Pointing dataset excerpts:
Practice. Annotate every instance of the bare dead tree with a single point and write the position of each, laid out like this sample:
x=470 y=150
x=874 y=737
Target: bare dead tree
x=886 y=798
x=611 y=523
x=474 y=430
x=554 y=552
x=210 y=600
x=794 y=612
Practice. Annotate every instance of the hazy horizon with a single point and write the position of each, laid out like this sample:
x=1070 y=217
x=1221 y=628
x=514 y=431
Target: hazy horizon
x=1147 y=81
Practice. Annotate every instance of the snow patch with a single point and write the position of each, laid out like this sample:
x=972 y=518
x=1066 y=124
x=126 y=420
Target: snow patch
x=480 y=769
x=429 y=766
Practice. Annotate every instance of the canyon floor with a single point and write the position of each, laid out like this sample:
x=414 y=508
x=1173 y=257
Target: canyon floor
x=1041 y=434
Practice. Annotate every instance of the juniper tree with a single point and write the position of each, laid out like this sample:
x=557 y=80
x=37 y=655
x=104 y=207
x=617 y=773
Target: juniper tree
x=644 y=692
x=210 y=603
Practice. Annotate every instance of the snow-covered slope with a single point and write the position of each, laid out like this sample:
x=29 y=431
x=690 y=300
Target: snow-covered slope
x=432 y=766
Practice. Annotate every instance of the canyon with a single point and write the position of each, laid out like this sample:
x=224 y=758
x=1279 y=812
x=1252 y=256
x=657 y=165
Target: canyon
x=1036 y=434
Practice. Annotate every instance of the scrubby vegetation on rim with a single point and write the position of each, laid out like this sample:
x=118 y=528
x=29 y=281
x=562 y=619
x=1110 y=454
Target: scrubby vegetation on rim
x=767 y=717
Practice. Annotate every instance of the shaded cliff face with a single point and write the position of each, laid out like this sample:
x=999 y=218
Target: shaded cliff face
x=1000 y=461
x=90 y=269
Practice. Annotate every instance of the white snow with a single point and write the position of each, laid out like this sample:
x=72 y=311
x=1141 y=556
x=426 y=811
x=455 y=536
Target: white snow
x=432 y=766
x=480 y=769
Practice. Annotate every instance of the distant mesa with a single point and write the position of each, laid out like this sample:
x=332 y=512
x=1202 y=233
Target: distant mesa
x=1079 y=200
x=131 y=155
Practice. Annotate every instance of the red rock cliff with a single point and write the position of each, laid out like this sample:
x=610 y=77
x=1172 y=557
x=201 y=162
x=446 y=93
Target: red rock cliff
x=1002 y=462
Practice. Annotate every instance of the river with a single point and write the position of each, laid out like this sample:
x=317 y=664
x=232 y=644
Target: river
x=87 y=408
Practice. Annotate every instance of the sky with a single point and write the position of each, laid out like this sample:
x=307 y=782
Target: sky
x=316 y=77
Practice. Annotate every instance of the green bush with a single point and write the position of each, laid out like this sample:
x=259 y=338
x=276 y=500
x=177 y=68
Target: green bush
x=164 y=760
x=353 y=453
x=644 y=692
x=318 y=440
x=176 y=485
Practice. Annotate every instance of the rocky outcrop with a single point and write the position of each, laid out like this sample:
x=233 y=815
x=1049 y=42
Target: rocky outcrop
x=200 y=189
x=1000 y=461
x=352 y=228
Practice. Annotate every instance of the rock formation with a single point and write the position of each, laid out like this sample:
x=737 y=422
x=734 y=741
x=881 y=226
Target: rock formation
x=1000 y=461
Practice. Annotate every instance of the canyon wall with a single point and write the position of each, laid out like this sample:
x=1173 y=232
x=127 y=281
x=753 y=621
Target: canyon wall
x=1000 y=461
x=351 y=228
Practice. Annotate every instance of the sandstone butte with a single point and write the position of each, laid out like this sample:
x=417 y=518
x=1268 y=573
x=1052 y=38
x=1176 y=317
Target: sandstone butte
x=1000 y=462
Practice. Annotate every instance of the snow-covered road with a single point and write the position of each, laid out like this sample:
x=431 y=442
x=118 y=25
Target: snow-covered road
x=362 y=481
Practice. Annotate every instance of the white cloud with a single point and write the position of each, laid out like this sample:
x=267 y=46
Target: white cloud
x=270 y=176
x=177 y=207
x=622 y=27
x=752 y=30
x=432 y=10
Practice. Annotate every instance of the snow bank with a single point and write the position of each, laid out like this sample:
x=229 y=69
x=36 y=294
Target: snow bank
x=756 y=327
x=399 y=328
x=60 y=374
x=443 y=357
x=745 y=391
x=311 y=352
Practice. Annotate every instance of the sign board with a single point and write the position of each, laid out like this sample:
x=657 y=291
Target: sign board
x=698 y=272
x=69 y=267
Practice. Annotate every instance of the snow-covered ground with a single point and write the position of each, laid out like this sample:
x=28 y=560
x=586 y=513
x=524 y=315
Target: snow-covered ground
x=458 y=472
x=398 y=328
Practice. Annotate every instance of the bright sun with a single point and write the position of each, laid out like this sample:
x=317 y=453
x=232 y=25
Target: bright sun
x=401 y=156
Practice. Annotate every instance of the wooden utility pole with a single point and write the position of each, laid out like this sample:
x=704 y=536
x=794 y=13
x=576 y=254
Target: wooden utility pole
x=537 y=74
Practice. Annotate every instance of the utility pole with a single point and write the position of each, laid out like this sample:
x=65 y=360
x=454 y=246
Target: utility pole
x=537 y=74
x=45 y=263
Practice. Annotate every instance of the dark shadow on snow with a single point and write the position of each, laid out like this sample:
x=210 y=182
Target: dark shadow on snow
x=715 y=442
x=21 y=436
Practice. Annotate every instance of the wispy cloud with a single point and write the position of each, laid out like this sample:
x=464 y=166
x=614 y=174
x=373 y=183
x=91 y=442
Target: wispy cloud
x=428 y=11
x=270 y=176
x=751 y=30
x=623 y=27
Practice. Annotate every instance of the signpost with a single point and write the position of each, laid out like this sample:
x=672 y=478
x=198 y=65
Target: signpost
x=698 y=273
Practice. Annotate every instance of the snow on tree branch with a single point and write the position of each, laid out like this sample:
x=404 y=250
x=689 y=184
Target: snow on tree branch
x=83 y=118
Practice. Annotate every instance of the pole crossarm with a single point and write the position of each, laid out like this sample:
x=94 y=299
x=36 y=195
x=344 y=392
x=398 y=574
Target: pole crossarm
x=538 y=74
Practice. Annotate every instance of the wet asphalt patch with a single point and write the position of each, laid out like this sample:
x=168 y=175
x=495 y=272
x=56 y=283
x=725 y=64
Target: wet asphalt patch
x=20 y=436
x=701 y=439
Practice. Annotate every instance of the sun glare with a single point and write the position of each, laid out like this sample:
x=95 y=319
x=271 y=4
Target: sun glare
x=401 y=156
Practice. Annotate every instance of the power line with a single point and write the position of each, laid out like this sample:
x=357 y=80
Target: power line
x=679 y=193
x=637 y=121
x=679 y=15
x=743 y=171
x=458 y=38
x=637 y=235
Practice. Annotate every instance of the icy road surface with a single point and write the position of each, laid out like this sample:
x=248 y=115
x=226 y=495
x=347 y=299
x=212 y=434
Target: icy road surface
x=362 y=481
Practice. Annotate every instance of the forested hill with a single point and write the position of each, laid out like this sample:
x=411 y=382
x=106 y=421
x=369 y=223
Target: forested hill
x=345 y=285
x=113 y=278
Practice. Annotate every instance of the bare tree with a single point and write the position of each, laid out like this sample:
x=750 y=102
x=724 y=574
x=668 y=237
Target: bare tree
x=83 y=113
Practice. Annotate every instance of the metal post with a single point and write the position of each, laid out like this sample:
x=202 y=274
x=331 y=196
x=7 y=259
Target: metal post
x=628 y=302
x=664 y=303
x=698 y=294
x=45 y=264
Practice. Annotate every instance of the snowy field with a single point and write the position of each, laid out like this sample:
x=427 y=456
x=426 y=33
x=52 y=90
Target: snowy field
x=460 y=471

Your goal - Copy all of the entries above verbatim, with no change to any line.

Worked solution -
Practice. Annotate every instance of the bare dead tree with a single point and write the position of each, laid out like this sample:
x=470 y=150
x=874 y=737
Target: bare dead tree
x=886 y=798
x=611 y=523
x=474 y=430
x=554 y=552
x=210 y=600
x=794 y=612
Practice. Annotate every instance of the hazy horizon with a single point and write the position of each, laid out like this sample:
x=1070 y=217
x=1221 y=628
x=514 y=431
Target: hazy horizon
x=1147 y=81
Practice. Annotate every instance of the snow patch with a single point and write the position of each, laid out like this sample:
x=972 y=518
x=1066 y=124
x=126 y=420
Target: snow patch
x=480 y=769
x=429 y=766
Practice. Annotate every instance of the canyon floor with a single point and write the position of each, laid out like this sample:
x=414 y=508
x=1173 y=257
Target: canyon floor
x=1041 y=434
Practice. Annotate every instance of the juniper tree with a single point and write the position of each, laid out like this sample:
x=557 y=80
x=37 y=655
x=104 y=207
x=617 y=773
Target: juniper tree
x=644 y=692
x=210 y=603
Practice. Annotate every instance of the snow-covered slope with a single point and write the position of each, laid out like this sample:
x=29 y=431
x=690 y=300
Target: snow-covered slope
x=432 y=766
Practice. Annotate every instance of the canyon with a single point and write the position of each, laid out like this sample:
x=224 y=758
x=1279 y=812
x=1252 y=256
x=657 y=165
Target: canyon
x=1036 y=434
Practice. Annotate every instance of the scrubby vegetation on rim with a single point and write the position of each, laid out like this sample:
x=118 y=528
x=29 y=281
x=562 y=619
x=1110 y=454
Target: scrubby vegetation on rim
x=767 y=717
Practice. Annotate every instance of the shaded cliff face with a single point and write the position of each, laid out like this sample:
x=999 y=218
Target: shaded cliff face
x=1000 y=461
x=90 y=269
Practice. Annotate every instance of the white snow with a single point and write the position of each, laid out like this sample:
x=72 y=311
x=1141 y=556
x=426 y=811
x=455 y=536
Target: white snow
x=432 y=766
x=480 y=769
Practice. Annotate every instance of the distant mesa with a single point and write the position of each, laid out like this sample:
x=332 y=512
x=1202 y=233
Target: distant mesa
x=1079 y=200
x=131 y=155
Practice. Annotate every instance of the red rock cliff with a single point and write the position of each, laid out like this sample:
x=610 y=77
x=1172 y=557
x=201 y=162
x=446 y=93
Target: red rock cliff
x=1002 y=462
Practice. Annotate every instance of the river with a single point and write the position of each, laid out like this sample:
x=317 y=664
x=232 y=644
Target: river
x=87 y=408
Practice. Annotate every instance of the sky with a single point and write the position of each, laid out like this sample:
x=307 y=782
Target: sky
x=316 y=77
Practice. Annotate every instance of the green bush with a single point and write the position of each, laid out like this sample:
x=259 y=338
x=276 y=500
x=177 y=68
Target: green bush
x=164 y=760
x=353 y=453
x=644 y=692
x=318 y=440
x=176 y=485
Practice. Annotate every instance of the rocky outcrop with a single point and write the position of each, laid out like this sample:
x=233 y=815
x=1049 y=42
Target: rocky outcrop
x=200 y=189
x=1000 y=461
x=352 y=228
Practice. Annotate every instance of the rock formation with a single point and write the position of each, laid out like this sample:
x=737 y=422
x=734 y=741
x=881 y=226
Target: rock formation
x=1000 y=461
Practice. Annotate every instance of the canyon wall with a single point and write the position of each, laid out like this sample:
x=1173 y=232
x=127 y=281
x=753 y=621
Target: canyon wall
x=1000 y=461
x=351 y=228
Practice. Annotate every instance of the sandstone butte with a single point and write the position of each, laid out like this sample:
x=417 y=518
x=1268 y=573
x=1052 y=38
x=1176 y=317
Target: sandstone butte
x=1000 y=462
Practice. Annotate every instance of the snow-covered road with a single point and write the position of each, laid out like this sample:
x=431 y=442
x=118 y=25
Target: snow-covered road
x=362 y=481
Practice. Annotate every instance of the white cloud with a single point and write the position of each, laid out like this sample:
x=267 y=46
Target: white cloud
x=270 y=176
x=177 y=207
x=622 y=27
x=752 y=30
x=432 y=10
Practice. Annotate every instance of the snow bank with a single point and write the position of each, laid out like this sample:
x=229 y=69
x=36 y=294
Target: snow bank
x=756 y=327
x=399 y=328
x=60 y=374
x=443 y=357
x=745 y=391
x=311 y=352
Practice. Annotate every instance of the sign board with a single point and write the position of each, laid out like this sample:
x=657 y=291
Target: sign board
x=698 y=272
x=69 y=267
Practice. Annotate every instance of the snow-covered ground with a single point and write the position of each, laid out like this sample:
x=28 y=560
x=586 y=513
x=524 y=315
Target: snow-covered ground
x=458 y=472
x=398 y=328
Practice. Annotate every instance of the bright sun with a single point and write the position of each, laid out like this sample:
x=317 y=453
x=232 y=25
Target: bright sun
x=401 y=156
Practice. Annotate every instance of the wooden utility pole with a single point and write the position of each, laid out like this sample:
x=704 y=536
x=794 y=13
x=576 y=254
Target: wooden utility pole
x=537 y=74
Practice. Annotate every instance of the utility pole with a single point and write the position of each, laid out like this sample:
x=65 y=360
x=454 y=246
Target: utility pole
x=537 y=74
x=45 y=263
Practice. Annotate every instance of the dark shadow on snow with a single point and write the position of each, laid out like this sample:
x=210 y=182
Target: dark shadow on snow
x=715 y=442
x=21 y=436
Practice. Annotate every instance of the wispy cloud with a single point and write the position of each, laid out like this sample:
x=464 y=166
x=614 y=174
x=373 y=183
x=91 y=442
Target: wispy cloud
x=428 y=11
x=270 y=176
x=751 y=30
x=623 y=27
Practice. Annotate every instance of the signpost with a single point and write the position of each, laid out like this sample:
x=672 y=478
x=198 y=65
Target: signpost
x=698 y=273
Practice. Annotate every instance of the snow on tree branch with a single point and write the position of each, laid out like this sample:
x=404 y=250
x=689 y=184
Target: snow on tree branch
x=83 y=118
Practice. Annotate every instance of the pole crossarm with a single point and write the position of each, laid out like this sample:
x=94 y=299
x=36 y=195
x=344 y=392
x=398 y=574
Target: pole crossarm
x=538 y=74
Practice. Annotate every instance of the wet asphalt patch with a single point and write the position of each, laid out like this sample:
x=168 y=175
x=495 y=272
x=56 y=283
x=725 y=64
Target: wet asphalt patch
x=20 y=436
x=701 y=439
Practice. Annotate every instance of the sun glare with a single point and write the position of each, laid out like this sample:
x=95 y=319
x=271 y=4
Target: sun glare
x=401 y=156
Practice. Annotate every instance of the power line with a single point and write the position of each, laid out like this sample:
x=357 y=80
Target: power line
x=679 y=193
x=637 y=121
x=679 y=15
x=743 y=171
x=458 y=38
x=637 y=235
Practice. Annotate every instance of the icy road surface with a single point and write the position of each, laid out like this sample:
x=248 y=115
x=226 y=495
x=347 y=299
x=212 y=434
Target: icy road surface
x=362 y=481
Practice. Annotate every instance of the forested hill with a single point and write the position of each, laid out like this sample:
x=411 y=382
x=106 y=421
x=369 y=223
Target: forested hill
x=345 y=285
x=113 y=278
Practice. Annotate every instance of the bare tree with a single point and write the position of each, laid out like this sample:
x=750 y=102
x=724 y=574
x=668 y=237
Target: bare tree
x=83 y=113
Practice. Annotate every instance of the metal post with a single point and write the position of each, laid out like this sample:
x=202 y=274
x=331 y=196
x=7 y=259
Target: metal post
x=628 y=302
x=664 y=303
x=698 y=294
x=45 y=264
Practice. Annotate every instance of the snowy field with a single point and write the position of each, laid out like this sample:
x=427 y=456
x=426 y=33
x=52 y=90
Target: snowy field
x=460 y=471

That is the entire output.